<<<<

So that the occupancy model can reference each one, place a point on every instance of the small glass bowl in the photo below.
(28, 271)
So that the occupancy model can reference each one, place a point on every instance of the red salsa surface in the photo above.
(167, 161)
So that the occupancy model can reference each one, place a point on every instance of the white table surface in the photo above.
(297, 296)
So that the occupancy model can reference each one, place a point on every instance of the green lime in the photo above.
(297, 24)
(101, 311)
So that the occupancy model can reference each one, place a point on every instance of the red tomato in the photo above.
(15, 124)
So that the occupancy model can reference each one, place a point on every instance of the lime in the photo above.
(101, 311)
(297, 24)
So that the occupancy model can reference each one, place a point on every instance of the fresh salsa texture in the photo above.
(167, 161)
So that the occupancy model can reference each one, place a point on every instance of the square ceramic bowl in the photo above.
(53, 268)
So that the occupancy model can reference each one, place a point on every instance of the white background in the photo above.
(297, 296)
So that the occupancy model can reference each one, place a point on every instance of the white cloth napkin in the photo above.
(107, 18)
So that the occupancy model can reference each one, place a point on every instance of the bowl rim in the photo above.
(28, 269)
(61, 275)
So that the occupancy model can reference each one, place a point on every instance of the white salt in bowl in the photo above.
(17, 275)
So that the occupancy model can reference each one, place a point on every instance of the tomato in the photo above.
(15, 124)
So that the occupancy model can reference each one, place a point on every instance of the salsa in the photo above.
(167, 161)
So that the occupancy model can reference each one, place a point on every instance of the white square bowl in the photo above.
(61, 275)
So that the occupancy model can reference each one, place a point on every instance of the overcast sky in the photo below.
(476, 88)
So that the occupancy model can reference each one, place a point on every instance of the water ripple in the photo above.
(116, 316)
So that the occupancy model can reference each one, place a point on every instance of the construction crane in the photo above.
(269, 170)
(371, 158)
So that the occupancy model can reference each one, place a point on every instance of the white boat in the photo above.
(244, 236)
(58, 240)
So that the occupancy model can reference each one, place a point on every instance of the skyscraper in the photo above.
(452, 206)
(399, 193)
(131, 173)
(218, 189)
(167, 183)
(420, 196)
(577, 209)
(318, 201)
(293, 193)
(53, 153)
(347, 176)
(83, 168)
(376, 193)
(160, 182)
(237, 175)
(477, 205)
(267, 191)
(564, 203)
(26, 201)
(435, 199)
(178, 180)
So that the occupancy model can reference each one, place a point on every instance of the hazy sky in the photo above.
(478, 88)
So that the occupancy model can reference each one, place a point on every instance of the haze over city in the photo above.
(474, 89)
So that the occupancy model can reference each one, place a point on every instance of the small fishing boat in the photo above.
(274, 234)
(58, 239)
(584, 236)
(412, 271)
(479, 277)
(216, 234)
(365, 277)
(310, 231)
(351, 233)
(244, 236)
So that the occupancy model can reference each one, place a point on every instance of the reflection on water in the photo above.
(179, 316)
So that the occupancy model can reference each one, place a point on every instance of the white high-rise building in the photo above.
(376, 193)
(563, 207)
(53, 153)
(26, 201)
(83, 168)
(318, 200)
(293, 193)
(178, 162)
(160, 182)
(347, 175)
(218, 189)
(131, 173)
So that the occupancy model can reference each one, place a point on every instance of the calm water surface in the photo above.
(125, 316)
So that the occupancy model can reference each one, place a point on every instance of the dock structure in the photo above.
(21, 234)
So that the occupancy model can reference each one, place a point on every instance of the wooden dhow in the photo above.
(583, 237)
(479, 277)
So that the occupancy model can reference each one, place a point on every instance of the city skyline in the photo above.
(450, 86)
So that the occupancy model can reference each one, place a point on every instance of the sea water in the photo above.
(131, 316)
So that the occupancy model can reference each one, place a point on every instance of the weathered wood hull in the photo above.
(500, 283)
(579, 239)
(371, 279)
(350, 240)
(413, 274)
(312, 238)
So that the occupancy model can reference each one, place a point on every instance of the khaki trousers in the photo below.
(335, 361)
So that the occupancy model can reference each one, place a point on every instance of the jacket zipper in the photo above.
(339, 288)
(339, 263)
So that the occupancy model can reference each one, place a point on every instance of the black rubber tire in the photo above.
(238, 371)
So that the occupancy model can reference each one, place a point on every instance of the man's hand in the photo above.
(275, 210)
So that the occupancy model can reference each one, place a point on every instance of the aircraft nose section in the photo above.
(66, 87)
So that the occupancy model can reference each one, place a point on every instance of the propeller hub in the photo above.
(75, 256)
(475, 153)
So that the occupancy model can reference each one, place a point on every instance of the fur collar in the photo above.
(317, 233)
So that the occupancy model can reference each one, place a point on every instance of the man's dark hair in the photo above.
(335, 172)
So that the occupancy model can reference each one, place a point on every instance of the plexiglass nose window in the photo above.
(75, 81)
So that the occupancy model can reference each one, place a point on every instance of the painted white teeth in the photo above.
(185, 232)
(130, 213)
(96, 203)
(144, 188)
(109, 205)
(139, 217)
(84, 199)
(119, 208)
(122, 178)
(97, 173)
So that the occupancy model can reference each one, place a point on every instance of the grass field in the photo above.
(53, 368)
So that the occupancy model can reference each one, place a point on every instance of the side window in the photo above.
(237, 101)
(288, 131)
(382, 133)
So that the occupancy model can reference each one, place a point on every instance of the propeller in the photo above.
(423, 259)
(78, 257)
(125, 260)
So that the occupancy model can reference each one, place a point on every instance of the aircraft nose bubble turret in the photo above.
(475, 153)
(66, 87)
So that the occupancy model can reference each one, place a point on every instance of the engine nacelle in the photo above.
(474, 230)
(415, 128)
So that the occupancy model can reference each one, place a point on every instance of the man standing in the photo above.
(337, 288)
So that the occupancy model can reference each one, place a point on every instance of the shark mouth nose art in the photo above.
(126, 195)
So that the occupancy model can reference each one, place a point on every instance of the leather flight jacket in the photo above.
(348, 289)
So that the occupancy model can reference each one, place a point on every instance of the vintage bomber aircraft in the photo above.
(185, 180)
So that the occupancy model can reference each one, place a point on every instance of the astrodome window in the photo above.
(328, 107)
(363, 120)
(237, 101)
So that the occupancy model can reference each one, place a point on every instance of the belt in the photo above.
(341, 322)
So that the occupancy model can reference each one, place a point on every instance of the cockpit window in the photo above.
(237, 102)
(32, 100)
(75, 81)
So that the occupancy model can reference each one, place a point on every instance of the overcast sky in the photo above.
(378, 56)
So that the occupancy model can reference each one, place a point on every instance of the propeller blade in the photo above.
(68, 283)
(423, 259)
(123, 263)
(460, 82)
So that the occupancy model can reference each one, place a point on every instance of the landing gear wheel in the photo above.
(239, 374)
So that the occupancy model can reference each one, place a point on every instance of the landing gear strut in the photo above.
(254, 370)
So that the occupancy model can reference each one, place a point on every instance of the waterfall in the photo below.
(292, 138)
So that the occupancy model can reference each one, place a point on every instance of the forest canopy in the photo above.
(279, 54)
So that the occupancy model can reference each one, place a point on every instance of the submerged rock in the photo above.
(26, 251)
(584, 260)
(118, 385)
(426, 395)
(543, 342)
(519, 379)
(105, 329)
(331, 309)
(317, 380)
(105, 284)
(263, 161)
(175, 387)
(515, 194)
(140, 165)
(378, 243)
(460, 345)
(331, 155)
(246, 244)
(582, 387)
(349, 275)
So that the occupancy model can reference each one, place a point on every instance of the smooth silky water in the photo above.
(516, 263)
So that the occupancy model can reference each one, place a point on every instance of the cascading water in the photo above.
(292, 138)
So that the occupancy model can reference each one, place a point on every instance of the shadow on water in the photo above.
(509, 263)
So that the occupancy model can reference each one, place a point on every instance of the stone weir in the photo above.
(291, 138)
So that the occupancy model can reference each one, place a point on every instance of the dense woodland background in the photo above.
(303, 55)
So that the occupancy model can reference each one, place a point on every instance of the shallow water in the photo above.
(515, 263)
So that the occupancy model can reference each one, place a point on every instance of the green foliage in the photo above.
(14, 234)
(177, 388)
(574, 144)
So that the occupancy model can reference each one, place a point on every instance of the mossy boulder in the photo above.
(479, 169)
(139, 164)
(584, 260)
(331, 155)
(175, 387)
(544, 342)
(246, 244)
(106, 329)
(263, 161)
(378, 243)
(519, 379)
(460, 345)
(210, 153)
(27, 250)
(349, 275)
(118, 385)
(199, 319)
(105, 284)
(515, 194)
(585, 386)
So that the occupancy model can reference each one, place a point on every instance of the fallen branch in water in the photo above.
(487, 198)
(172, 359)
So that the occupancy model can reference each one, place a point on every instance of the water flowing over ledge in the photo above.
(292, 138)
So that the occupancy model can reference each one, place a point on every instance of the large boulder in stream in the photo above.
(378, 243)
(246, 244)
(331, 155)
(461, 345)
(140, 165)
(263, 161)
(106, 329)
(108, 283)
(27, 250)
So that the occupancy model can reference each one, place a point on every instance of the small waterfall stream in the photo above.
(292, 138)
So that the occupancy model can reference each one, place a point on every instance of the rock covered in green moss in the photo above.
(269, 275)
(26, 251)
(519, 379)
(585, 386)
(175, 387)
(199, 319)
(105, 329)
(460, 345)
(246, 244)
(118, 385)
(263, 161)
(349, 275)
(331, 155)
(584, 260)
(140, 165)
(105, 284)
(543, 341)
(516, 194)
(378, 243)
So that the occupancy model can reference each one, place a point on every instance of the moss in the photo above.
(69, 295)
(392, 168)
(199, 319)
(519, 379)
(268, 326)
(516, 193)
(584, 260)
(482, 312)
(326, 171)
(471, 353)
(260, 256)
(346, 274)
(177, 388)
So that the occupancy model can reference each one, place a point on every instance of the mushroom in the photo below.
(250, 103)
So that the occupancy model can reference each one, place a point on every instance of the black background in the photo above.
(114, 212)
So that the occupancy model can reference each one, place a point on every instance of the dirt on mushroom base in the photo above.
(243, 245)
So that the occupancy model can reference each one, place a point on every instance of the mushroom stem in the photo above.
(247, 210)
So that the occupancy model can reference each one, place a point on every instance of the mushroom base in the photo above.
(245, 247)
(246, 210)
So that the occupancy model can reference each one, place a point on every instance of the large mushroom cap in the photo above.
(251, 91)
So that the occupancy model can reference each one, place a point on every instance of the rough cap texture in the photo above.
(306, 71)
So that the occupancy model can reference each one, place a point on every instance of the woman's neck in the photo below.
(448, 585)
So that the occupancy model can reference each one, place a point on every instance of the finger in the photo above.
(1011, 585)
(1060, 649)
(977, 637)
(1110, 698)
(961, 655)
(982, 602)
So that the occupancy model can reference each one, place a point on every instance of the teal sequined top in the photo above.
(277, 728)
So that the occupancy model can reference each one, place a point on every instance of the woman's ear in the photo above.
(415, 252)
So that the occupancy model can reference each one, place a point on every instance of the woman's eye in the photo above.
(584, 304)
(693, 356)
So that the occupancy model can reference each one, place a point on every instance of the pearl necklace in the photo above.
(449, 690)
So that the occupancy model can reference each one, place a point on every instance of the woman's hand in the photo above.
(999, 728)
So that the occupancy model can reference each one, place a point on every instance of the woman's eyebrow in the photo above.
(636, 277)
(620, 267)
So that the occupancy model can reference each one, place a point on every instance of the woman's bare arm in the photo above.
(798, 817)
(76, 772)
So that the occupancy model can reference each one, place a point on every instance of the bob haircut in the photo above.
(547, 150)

>>>>

Return every line from the one holding "cap texture in the photo above." through the end of the data, exactly as it appears, with both ends kept and nothing else.

So that the occupancy model can reference each one, place a point on every instance of the rough cap texture in the photo above.
(306, 71)
So that the occupancy model can reference each one, place a point on every instance of the woman's neck in the photo below.
(448, 585)
So that the occupancy model can reference each one, place a point on every instance of the finger in the photo above.
(1011, 585)
(1060, 649)
(977, 637)
(1110, 698)
(961, 655)
(982, 602)
So that the occupancy model can reference each one, place a point on every instance of the teal sequined top in the photo above.
(277, 728)
So that the occupancy model can reference each one, place a point on every instance of the woman's ear in the photo above.
(415, 252)
So that the occupancy model can reference each one, place a point on every instance of the woman's eye in the photo above.
(584, 304)
(693, 356)
So that the occupancy model can reference each one, place a point on every instance of the pearl necklace in the photo above.
(449, 690)
So that the occupancy model can reference each one, place a point on every instance of the woman's hand in the photo above.
(999, 728)
So that the occupancy model can reference each one, place a point on every instance of the woman's eyebrow in the photo above.
(636, 277)
(620, 267)
So that the occupancy model can reference each one, place a point on every instance of the woman's bare arm in the photo above.
(798, 817)
(76, 772)
So that the occupancy model can reference each one, place a point on every instance of the bob haircut in the photo above.
(547, 150)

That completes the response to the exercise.